* _Page text_
Content starts
Well all the nausea and exhaustion wasn't normal :)

 

Since that last post the cancer has reared it's ugly head again and I'm now back into a more aggressive chemo treatment. I rarely have enough strength to hang out on-line though lately I've been a little better. The prognosis is still positive and if nothing else all these hospital visits have finally broken my habit of smoking. Hard to sneak out for a smoke with 15 nurses running interference. Plus they're quicker than me right now. Even had one offer me some chinese food (kind of an inside joke with me and the nurses). I'm home now though chemo is 3 times a week. I really do want a smoke though but relatives have my keys (they really do know me too well) and it's just too far to walk. I was going to bribe the neighbors kid but I think I'll get in trouble for that. It's awful getting that look and sermon from loved ones, especially when you're bed ridden...can't get away and have to listen to whole thing lol

 

Over all I'm doing pretty good considering the circumstances. Chemo should last another 6 weeks and then we'll see. Like I said prognosis is positive and all the docs seem to agree that eventually I'll be cancer free. The biggest thing on my side was it was found very early and hadn't spread anywhere else. From what I understand the more localized the easier it is to treat.
Content ends
* _Tasks_
A. From the post about chemo treatment, write out the passage word for word, starting at "Over all I'm" and ending at "is to treat.".
B. Rewrite the paragraph of the post about chemo treatment that begins "Over all I'm doing pretty good" as a short bulleted list, keeping its main facts.

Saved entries
Content starts
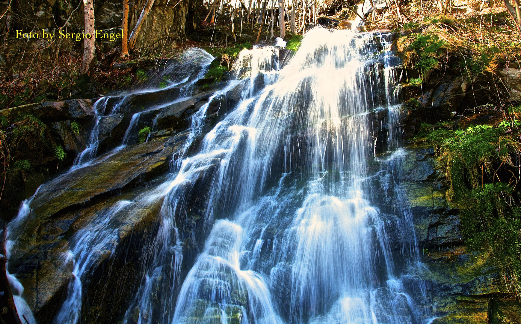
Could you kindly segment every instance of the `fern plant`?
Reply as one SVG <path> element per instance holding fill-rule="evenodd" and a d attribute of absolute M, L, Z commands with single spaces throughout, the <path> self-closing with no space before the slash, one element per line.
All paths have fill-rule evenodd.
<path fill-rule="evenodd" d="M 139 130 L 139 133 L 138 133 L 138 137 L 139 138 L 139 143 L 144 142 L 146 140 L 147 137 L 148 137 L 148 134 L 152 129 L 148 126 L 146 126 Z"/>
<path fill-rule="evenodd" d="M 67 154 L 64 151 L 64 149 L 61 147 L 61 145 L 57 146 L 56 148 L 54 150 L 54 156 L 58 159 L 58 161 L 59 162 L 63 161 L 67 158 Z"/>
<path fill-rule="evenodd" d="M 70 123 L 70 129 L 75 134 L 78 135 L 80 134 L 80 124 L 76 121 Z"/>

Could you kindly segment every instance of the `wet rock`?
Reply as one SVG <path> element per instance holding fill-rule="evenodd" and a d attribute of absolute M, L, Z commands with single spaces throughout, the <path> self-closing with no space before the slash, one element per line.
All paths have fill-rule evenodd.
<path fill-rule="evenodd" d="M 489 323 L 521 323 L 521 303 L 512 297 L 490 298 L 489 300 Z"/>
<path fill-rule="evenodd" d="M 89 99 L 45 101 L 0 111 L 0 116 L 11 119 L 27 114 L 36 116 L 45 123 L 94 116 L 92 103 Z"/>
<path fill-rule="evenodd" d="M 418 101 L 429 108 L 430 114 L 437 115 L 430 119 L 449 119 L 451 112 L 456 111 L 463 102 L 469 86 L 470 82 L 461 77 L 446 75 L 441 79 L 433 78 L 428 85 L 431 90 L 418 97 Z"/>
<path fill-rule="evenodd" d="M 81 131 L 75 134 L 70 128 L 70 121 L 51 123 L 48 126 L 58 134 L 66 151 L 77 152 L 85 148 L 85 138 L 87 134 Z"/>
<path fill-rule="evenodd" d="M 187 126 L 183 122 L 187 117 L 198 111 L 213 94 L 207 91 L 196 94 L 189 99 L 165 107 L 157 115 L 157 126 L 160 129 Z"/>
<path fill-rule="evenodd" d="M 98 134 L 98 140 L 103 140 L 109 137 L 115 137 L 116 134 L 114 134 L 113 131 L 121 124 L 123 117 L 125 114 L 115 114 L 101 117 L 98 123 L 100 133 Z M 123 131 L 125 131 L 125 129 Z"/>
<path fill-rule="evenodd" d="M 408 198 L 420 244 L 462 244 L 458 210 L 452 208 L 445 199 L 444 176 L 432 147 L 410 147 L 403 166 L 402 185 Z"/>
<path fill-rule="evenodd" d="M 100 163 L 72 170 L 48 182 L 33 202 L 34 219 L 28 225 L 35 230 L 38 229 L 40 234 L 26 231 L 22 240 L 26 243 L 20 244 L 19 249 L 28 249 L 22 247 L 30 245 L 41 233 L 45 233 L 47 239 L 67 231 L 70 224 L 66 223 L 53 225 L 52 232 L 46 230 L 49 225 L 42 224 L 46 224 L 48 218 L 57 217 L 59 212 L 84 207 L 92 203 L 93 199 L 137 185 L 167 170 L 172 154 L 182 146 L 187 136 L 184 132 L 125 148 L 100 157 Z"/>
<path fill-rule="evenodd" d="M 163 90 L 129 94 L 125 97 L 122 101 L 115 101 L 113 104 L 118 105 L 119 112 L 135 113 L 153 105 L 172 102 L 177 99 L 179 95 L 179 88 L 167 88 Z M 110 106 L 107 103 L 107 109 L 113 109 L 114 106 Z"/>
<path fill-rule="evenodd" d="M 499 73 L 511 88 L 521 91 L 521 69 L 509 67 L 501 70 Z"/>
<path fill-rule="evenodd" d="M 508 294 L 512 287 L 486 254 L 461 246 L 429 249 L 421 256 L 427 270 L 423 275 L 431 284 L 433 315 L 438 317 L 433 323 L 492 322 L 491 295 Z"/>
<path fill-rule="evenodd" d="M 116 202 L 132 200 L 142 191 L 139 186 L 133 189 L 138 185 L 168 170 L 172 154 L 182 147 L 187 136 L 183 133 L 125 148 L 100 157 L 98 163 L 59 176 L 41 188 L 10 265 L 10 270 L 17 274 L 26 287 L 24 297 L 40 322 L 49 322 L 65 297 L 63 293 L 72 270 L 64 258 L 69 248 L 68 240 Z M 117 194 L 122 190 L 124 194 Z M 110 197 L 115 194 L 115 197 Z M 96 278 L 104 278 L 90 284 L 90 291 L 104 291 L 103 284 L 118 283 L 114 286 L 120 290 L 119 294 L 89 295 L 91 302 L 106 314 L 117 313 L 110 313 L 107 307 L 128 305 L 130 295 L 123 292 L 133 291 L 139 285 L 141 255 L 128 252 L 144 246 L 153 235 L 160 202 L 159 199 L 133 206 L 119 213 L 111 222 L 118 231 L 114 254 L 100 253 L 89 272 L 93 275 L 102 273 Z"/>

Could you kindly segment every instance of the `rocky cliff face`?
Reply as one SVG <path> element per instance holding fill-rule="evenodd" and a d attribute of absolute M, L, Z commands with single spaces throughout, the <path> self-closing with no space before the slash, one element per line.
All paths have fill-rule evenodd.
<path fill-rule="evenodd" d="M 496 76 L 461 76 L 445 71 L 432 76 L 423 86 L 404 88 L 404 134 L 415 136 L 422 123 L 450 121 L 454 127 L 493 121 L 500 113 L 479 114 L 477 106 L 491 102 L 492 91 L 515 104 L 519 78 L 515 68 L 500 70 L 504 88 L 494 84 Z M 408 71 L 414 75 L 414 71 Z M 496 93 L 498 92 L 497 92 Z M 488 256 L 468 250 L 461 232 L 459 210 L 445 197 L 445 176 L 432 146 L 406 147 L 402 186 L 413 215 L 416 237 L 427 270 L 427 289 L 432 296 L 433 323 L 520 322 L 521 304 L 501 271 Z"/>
Content ends
* _Task-by-task solutions_
A.
Over all I'm doing pretty good considering the circumstances. Chemo should last another 6 weeks and then we'll see. Like I said prognosis is positive and all the docs seem to agree that eventually I'll be cancer free. The biggest thing on my side was it was found very early and hadn't spread anywhere else. From what I understand the more localized the easier it is to treat.

B.
- Doing fairly well given the circumstances.
- Chemo should last about 6 more weeks, followed by a reassessment.
- The prognosis is positive, and the doctors agree the writer will eventually be cancer free.
- The cancer was found very early and had not spread.
- The more localized a cancer is, the easier it is to treat.